## What you should do
Beginning at the line that includes "Target: baby's hand" in the entries below, print each line exactly as it appears, through the last one.

(Data entries)

--- START ---

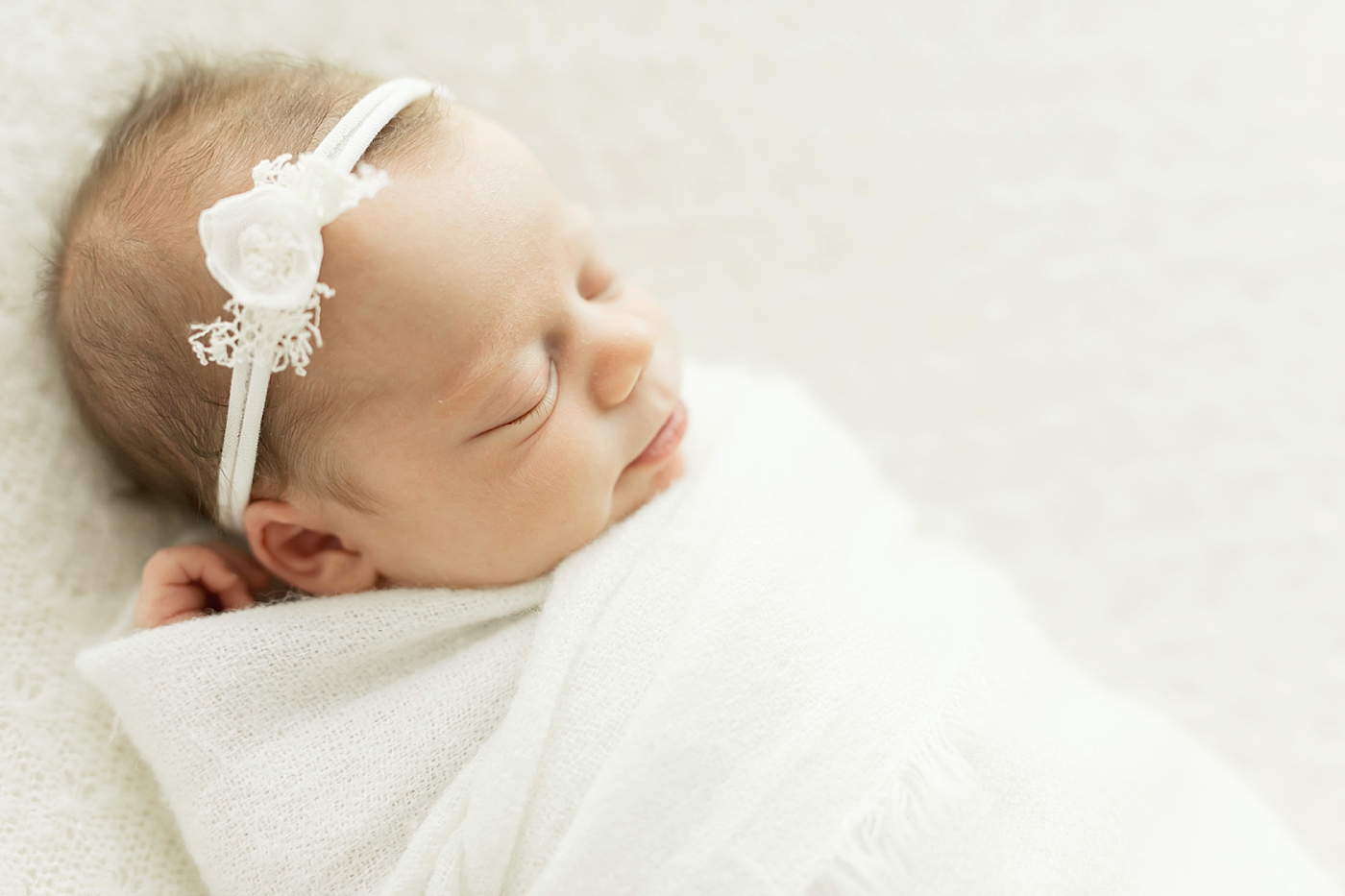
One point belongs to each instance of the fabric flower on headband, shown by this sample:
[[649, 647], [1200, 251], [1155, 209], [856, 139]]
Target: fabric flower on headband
[[265, 248]]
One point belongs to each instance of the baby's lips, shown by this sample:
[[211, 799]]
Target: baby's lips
[[666, 440]]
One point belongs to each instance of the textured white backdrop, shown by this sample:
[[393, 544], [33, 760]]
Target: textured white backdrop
[[1073, 268]]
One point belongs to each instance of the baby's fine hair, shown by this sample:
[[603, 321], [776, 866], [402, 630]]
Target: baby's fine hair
[[128, 276]]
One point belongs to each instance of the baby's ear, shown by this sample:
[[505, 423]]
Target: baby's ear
[[298, 547]]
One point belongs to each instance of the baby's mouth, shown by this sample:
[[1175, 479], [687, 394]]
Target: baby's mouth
[[666, 440]]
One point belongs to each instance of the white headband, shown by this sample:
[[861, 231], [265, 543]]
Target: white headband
[[265, 248]]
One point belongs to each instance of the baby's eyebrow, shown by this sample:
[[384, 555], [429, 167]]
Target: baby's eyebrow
[[480, 379]]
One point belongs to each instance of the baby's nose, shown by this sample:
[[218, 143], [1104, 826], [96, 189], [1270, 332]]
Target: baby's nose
[[621, 355]]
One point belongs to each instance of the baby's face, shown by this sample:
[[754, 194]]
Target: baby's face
[[510, 395]]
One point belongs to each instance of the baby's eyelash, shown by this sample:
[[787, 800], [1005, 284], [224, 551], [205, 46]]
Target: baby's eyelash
[[545, 405]]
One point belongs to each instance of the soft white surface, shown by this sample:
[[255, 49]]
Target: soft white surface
[[1072, 268], [763, 682]]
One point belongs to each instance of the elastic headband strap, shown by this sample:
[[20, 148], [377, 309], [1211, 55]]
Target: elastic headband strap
[[343, 148]]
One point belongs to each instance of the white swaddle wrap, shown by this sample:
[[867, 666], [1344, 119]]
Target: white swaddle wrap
[[762, 682]]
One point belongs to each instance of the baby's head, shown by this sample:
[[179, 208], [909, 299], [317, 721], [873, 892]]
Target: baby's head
[[490, 395]]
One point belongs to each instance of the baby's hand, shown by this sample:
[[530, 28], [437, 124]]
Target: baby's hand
[[191, 580]]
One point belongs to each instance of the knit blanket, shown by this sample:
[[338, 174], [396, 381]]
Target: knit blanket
[[764, 681]]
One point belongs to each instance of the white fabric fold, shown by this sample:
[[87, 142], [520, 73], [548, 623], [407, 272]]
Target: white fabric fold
[[762, 682]]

--- END ---

## Exercise result
Target: baby's hand
[[191, 580]]
One point belongs to each instance of the knit blanket, shown by this sample:
[[338, 174], [396, 381]]
Target: knit blanket
[[764, 681]]
One point belongs to each instance of the white fabric fold, shown by this sample:
[[87, 142], [520, 73], [548, 623], [407, 272]]
Target: white fabric fold
[[762, 682]]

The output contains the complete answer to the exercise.